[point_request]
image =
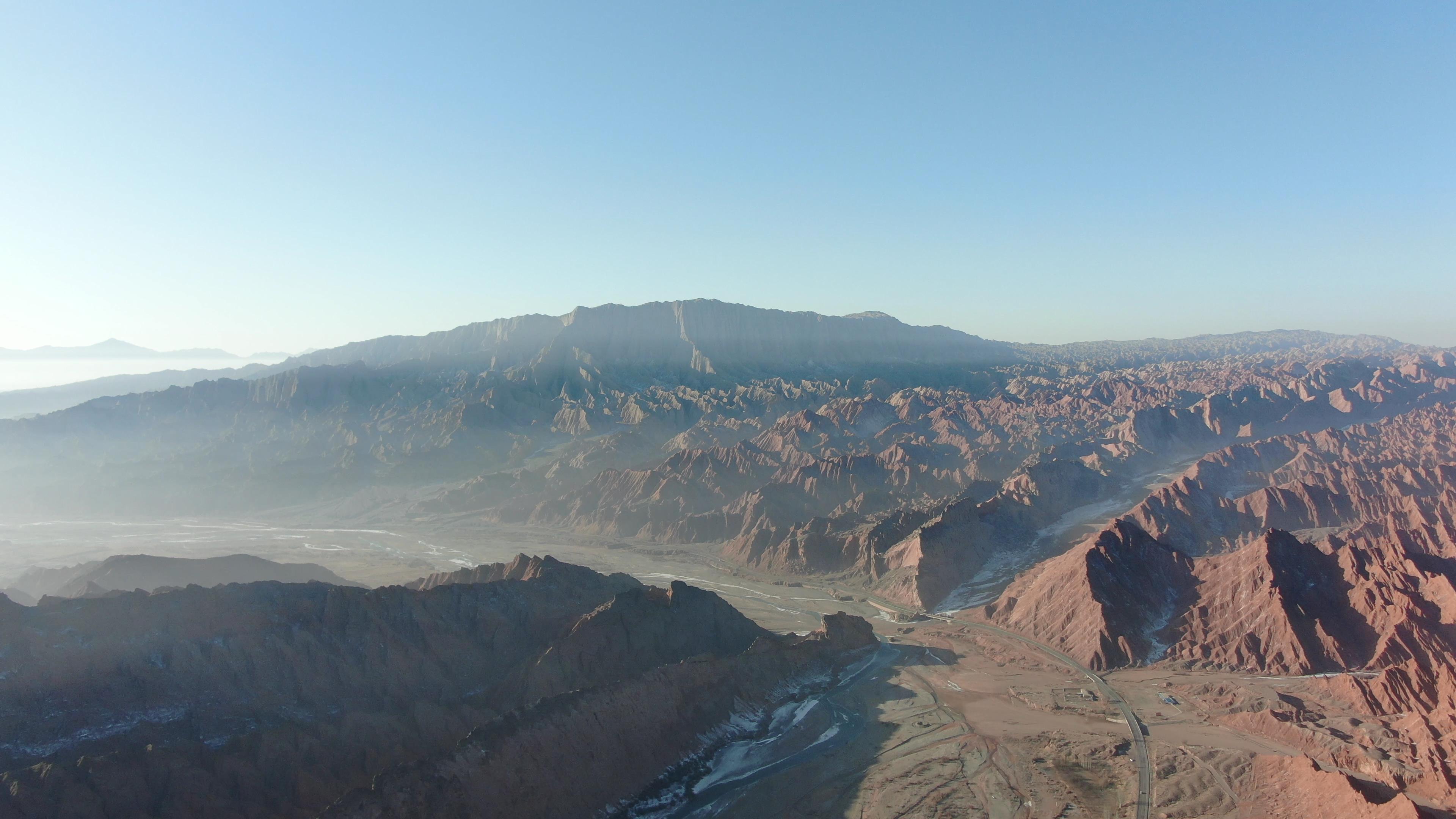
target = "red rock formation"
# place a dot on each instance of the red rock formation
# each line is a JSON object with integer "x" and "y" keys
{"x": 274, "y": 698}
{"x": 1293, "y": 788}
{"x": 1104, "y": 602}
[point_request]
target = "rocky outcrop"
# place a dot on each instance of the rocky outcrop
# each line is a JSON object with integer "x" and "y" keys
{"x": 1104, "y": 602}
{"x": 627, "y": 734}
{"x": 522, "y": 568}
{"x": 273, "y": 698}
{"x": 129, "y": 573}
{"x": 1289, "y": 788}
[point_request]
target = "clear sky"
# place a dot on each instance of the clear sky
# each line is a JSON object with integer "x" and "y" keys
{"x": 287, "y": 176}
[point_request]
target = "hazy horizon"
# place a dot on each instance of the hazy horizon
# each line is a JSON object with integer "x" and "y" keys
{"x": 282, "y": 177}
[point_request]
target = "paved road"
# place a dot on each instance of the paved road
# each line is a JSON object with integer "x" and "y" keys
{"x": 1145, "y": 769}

● ● ● ● ● ● ●

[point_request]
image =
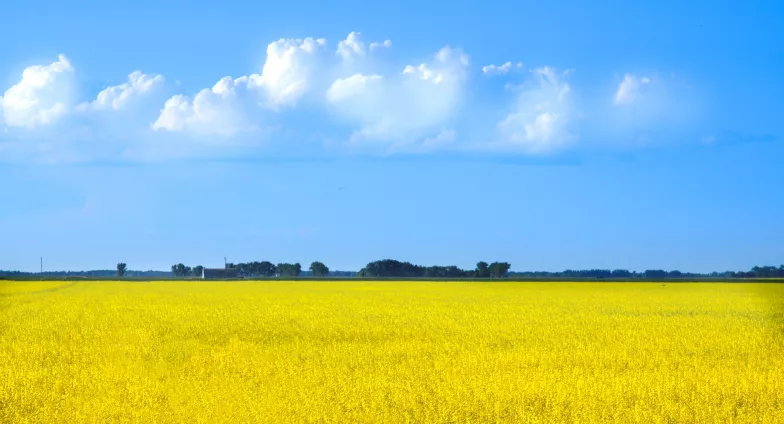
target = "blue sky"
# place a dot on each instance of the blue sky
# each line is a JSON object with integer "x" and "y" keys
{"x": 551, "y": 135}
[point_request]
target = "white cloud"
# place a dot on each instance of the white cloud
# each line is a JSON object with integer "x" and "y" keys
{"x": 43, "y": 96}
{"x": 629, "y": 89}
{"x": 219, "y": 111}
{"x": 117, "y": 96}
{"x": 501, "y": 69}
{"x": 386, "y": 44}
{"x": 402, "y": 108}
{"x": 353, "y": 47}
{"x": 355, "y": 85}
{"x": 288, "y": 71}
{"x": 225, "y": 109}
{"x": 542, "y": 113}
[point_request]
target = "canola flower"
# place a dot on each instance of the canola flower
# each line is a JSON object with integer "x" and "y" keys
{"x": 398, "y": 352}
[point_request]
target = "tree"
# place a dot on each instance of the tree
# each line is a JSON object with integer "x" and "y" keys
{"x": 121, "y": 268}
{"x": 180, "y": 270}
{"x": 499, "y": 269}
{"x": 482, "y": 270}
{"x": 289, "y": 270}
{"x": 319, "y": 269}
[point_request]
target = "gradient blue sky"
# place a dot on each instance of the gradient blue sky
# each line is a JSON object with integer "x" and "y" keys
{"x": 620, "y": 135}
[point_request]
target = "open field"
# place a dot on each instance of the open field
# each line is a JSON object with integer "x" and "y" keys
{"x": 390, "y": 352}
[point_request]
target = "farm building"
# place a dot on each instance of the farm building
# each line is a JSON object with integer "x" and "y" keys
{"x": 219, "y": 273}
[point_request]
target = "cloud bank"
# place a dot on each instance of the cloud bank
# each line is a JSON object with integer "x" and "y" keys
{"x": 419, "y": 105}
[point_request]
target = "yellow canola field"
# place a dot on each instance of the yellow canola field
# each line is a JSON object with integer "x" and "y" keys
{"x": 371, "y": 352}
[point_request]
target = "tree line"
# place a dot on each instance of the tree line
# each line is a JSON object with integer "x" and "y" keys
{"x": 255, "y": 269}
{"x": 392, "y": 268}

● ● ● ● ● ● ●

When the word "outcrop" shows up in a line of the entries, pull that line out.

* **RESULT**:
target = "rocky outcrop"
# place a dot on each instance of the rocky outcrop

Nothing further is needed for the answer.